• _What you need to do_
The data below needs to be returned exactly, line for line.

---------- Task inputs ----------

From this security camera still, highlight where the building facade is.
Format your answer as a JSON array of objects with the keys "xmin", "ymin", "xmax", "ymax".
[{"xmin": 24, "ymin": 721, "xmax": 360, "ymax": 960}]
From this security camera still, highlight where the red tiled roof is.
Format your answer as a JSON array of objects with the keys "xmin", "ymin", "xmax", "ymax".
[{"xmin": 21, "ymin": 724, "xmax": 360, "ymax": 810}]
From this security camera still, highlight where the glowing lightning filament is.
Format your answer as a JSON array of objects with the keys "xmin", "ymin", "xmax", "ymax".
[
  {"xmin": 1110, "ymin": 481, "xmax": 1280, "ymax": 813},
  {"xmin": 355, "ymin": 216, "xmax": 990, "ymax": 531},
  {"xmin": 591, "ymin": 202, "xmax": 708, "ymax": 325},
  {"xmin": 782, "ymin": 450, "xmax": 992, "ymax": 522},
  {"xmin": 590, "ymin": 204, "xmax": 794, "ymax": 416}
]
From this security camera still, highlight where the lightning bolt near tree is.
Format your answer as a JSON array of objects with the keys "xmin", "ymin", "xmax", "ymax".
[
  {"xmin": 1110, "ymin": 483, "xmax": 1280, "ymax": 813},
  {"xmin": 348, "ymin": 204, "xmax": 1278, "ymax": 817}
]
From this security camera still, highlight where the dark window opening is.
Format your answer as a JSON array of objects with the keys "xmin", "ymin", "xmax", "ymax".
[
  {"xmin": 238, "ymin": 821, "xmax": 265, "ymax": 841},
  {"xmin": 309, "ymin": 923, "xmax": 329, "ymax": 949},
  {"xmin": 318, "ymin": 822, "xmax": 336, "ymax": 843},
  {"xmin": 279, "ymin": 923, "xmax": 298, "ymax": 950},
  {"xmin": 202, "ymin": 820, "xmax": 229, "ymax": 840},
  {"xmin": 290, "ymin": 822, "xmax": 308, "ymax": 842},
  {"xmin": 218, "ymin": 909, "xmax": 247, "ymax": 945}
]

----------

• _Solution for this exercise_
From this security camera still, highlight where the building facade is.
Format your answer as a JSON array of objects with the keys "xmin", "ymin", "xmax", "ymax".
[{"xmin": 24, "ymin": 721, "xmax": 360, "ymax": 960}]
From this security camera still, highlight where the red tiled roof is.
Format your answer as a JSON array of objects with the keys "xmin", "ymin", "xmax", "ymax".
[{"xmin": 21, "ymin": 724, "xmax": 360, "ymax": 810}]
From this security camera still, highlight where the glowing lightning filament is.
Format your answer as a JSON array of objects with the keys "xmin", "ymin", "xmax", "ymax".
[
  {"xmin": 1110, "ymin": 481, "xmax": 1280, "ymax": 813},
  {"xmin": 355, "ymin": 216, "xmax": 990, "ymax": 531},
  {"xmin": 591, "ymin": 202, "xmax": 708, "ymax": 325},
  {"xmin": 782, "ymin": 450, "xmax": 992, "ymax": 522},
  {"xmin": 590, "ymin": 204, "xmax": 794, "ymax": 416}
]
From this security camera still, highlight where the lightning bolt near tree is.
Format your answer as a JSON array of objects with the keys "xmin", "ymin", "xmax", "ymax".
[
  {"xmin": 1110, "ymin": 483, "xmax": 1280, "ymax": 813},
  {"xmin": 348, "ymin": 204, "xmax": 1278, "ymax": 817}
]
From this security camera still, highlight where the dark window opening is.
Format your answer as a JSON array of objects with the keys "xmin", "ymin", "xmax", "ymax".
[
  {"xmin": 238, "ymin": 821, "xmax": 265, "ymax": 841},
  {"xmin": 309, "ymin": 923, "xmax": 329, "ymax": 949},
  {"xmin": 318, "ymin": 822, "xmax": 336, "ymax": 843},
  {"xmin": 279, "ymin": 923, "xmax": 298, "ymax": 950},
  {"xmin": 202, "ymin": 820, "xmax": 229, "ymax": 840},
  {"xmin": 290, "ymin": 822, "xmax": 308, "ymax": 842},
  {"xmin": 218, "ymin": 909, "xmax": 247, "ymax": 945}
]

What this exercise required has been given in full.